Passage:
============
The committee chairman says he wants a highway bill on the House floor by August.

U.S. Rep. Bill Shuster (R-Pa.), chair of the House Transportation and Infrastructure Committee, said Tuesday he wants a new highway bill on the floor of the House by August.

Shuster's comments came during a Tuesday morning hearing of the committee that focused on reauthorization of the federal highway bill that expires this September.

Tuesday's meeting was the committee's first public hearing to address the legislation to MAP-21, the current highway legislation, which was passed in 2012.

"By passing the next surface transportation bill, we can ensure Americans quality of life and facilitate economic growth for years to come," Shuster said in his prepared remarks.


The discussion about the timeline for the next highway bill is an important one, given how long it took for Congress to enact MAP-21. Before Congress passed that legislation in June 2012, it went two-and-a-half years without a permanent highway bill, and it passed nine short-term, temporary highway bills.


The situation frustrated state and local leaders, who said without knowing exactly how much money they could count on in the long-term, it was difficult to plan big construction projects that require years of financial obligations.
============
Write out everything in the highway bill passage from "U.S. Rep. Bill Shuster" down to "his prepared remarks.", word for word. Rely only on the text about the highway bill for what follows.

Data extracts:
============
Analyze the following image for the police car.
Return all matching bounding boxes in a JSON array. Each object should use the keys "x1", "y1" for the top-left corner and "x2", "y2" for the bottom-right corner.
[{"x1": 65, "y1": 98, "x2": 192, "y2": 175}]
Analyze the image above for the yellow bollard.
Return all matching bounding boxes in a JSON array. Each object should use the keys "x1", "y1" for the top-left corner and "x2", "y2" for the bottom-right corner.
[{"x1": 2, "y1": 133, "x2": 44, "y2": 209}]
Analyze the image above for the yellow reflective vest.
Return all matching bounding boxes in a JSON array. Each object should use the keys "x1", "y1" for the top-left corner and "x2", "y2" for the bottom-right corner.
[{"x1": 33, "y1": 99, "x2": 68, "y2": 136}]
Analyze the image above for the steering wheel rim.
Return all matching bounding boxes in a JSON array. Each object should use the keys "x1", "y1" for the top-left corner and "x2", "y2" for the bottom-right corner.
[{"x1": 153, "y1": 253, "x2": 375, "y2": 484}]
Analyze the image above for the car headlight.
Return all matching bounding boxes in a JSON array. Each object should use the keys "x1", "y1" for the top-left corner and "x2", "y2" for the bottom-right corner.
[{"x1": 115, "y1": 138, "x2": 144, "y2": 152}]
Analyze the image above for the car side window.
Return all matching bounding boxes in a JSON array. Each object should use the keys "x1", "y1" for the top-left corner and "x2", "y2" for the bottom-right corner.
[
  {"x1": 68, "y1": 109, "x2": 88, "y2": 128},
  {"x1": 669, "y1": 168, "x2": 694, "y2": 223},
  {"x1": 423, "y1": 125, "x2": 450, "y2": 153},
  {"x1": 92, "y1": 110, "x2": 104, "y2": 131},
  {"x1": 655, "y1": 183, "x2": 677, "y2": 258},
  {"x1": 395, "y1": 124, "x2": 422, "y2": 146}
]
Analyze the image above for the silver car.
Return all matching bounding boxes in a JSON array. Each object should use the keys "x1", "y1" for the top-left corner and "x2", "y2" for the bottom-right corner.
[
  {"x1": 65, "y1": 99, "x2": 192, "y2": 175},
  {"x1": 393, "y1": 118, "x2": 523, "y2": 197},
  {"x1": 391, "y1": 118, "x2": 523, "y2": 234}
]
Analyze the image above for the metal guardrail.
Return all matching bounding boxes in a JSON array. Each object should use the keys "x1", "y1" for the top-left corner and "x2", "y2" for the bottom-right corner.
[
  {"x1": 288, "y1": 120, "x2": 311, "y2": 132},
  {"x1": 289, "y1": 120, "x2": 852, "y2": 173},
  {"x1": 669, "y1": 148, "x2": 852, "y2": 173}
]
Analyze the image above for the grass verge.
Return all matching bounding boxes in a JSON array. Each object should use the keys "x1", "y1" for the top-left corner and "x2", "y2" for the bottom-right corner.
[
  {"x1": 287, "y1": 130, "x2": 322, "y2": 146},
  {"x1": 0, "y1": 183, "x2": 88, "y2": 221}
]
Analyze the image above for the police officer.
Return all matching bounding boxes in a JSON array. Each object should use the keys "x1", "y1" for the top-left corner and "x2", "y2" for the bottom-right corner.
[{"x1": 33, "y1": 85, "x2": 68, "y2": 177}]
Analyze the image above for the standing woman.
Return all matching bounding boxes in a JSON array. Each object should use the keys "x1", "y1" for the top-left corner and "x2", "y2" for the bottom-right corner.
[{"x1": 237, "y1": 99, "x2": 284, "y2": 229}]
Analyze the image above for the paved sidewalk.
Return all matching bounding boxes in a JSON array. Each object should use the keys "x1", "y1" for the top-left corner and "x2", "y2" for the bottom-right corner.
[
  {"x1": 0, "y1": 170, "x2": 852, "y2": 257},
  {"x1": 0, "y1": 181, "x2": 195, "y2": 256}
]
============
Result of this exercise:
U.S. Rep. Bill Shuster (R-Pa.), chair of the House Transportation and Infrastructure Committee, said Tuesday he wants a new highway bill on the floor of the House by August.

Shuster's comments came during a Tuesday morning hearing of the committee that focused on reauthorization of the federal highway bill that expires this September.

Tuesday's meeting was the committee's first public hearing to address the legislation to MAP-21, the current highway legislation, which was passed in 2012.

"By passing the next surface transportation bill, we can ensure Americans quality of life and facilitate economic growth for years to come," Shuster said in his prepared remarks.